Publicité
Reportage

Au lycée professionnel, la perspective de doubler la durée des stages fait débat

Emmanuel Macron a fait de la réforme du lycée professionnel un chantier majeur du quinquennat. Les enseignants s'interrogent sur le doublement des périodes de stage annoncé. Reportage.

Emmanuel Macron veut « ré-arrimer le lycée professionnel au monde du travail » (photo : le lycée professionnel Julie Daubié de Laon (Aisne)).
Emmanuel Macron veut « ré-arrimer le lycée professionnel au monde du travail » (photo : le lycée professionnel Julie Daubié de Laon (Aisne)). (Frederic MAIGROT/REA)

Par Marie-Christine Corbier

Publié le 31 août 2022 à 18:09Mis à jour le 31 août 2022 à 18:24

Il faut « ré-arrimer le lycée professionnel au monde du travail », lançait Emmanuel Macron la semaine dernière devant les recteurs. Alors que les entreprises ont du mal à recruter, le chef de l'Etat entend « mieux préparer les jeunes au monde de l'entreprise et développer les temps de stage d'au moins 50 % ».

En ce mercredi de rentrée des enseignants, au lycée professionnel Julie Daubié de Laon (Aisne), « l'entreprise » est dans toutes les discussions. « Elle est déjà une réalité au quotidien, c'est une relation de tous les instants », explique le proviseur Cédric Cardoso. Les périodes dites de formation en milieu professionnel sont « l'ADN du lycée professionnel ».

Des refus de stage

Pourtant, « 8 à 15 % » des familles de ce lycée refusent ces temps d'entreprise obligatoires. « Pour certaines, il est par exemple hors de question de laisser seul leur enfant de 15 ans à 18 heures, l'hiver, en gare de Laon ou de Reims, parce qu'il fait nuit », explique-t-il. Pour sensibiliser les familles, le proviseur leur a fait signer, cette année, un engagement écrit pour qu'elles autorisent leurs enfants à partir en entreprise.
________________________________________
### Objectif 1
Recopiez fidèlement le passage du document sur le lycée professionnel qui va de « Au lycée professionnel, la » jusqu'à « stage annoncé. Reportage. » inclus.
### Objectif 2
Répondez brièvement aux questions suivantes à l'aide du document sur le lycée professionnel.
(a) Dans quelle ville se trouve le lycée professionnel Julie Daubié ?
(b) De combien le chef de l'État souhaite-t-il développer les temps de stage ?
(c) Quelle part des familles de ce lycée refuse les temps d'entreprise obligatoires ?
________________________________________
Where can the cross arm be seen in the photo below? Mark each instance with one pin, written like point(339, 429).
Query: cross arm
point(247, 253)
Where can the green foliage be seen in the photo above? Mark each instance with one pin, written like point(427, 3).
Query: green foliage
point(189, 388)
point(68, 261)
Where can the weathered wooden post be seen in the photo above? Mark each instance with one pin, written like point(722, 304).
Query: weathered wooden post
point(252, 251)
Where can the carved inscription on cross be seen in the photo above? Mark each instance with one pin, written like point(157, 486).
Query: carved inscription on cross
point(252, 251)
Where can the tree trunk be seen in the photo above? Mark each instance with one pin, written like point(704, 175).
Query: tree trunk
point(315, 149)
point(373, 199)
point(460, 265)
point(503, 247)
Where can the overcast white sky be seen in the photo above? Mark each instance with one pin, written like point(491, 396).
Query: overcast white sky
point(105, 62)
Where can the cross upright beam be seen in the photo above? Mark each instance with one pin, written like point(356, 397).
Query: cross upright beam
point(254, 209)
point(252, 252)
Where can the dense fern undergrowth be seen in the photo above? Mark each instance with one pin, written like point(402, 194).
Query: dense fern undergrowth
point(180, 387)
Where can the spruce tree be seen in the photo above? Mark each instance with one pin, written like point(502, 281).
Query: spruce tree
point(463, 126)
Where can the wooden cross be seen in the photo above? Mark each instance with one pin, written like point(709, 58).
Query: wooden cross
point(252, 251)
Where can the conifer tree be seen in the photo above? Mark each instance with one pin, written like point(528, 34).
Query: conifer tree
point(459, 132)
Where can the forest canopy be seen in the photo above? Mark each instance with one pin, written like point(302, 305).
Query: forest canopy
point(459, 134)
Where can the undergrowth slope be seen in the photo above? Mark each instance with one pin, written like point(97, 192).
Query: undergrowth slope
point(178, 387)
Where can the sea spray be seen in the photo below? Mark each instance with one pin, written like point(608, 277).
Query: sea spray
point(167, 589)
________________________________________
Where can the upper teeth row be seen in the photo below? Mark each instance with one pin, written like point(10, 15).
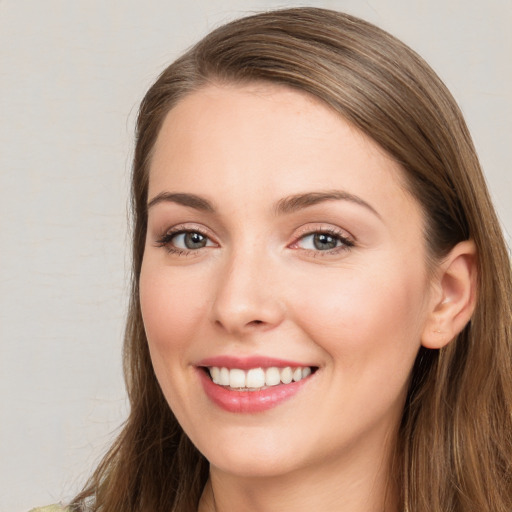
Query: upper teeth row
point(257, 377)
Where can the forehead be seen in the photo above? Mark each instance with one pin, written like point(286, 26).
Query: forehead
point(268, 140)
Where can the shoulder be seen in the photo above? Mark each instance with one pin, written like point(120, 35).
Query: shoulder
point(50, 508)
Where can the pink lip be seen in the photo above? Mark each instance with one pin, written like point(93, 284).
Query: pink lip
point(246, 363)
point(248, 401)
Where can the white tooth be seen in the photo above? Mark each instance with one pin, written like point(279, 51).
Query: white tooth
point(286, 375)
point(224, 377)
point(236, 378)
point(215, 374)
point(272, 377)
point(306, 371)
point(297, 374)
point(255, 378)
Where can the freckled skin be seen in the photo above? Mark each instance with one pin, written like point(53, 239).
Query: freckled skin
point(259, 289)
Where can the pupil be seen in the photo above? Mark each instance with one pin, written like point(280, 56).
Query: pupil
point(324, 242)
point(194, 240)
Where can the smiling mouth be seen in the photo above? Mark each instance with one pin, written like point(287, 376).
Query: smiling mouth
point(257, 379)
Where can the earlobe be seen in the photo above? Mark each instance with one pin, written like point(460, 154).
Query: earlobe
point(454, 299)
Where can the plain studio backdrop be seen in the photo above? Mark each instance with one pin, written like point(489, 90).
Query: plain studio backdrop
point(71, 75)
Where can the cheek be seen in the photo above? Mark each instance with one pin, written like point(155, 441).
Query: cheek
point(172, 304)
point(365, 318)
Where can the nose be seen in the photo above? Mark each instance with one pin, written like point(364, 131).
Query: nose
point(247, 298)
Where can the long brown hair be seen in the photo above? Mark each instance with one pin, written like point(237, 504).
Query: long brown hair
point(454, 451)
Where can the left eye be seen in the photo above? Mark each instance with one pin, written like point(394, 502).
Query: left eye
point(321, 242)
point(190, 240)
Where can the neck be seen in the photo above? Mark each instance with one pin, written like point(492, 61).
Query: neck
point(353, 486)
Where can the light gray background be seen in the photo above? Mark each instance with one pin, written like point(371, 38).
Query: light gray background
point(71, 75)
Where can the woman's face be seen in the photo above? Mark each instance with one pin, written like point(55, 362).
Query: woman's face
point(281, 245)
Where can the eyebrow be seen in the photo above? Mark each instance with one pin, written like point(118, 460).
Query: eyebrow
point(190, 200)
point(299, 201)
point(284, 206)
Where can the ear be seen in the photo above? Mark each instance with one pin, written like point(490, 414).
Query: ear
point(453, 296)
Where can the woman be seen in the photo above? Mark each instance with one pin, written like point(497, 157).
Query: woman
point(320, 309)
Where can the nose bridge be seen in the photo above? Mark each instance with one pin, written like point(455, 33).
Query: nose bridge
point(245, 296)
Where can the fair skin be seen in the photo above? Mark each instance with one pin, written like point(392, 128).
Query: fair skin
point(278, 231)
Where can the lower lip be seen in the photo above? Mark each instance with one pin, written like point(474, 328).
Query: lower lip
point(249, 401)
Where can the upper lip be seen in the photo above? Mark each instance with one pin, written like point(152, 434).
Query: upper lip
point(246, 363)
________________________________________
### Réponse rédigée 1
Au lycée professionnel, la perspective de doubler la durée des stages fait débat

Emmanuel Macron a fait de la réforme du lycée professionnel un chantier majeur du quinquennat. Les enseignants s'interrogent sur le doublement des périodes de stage annoncé. Reportage.

### Réponse rédigée 2
(a) À Laon, dans l'Aisne.
(b) D'au moins 50 %.
(c) De 8 à 15 % des familles.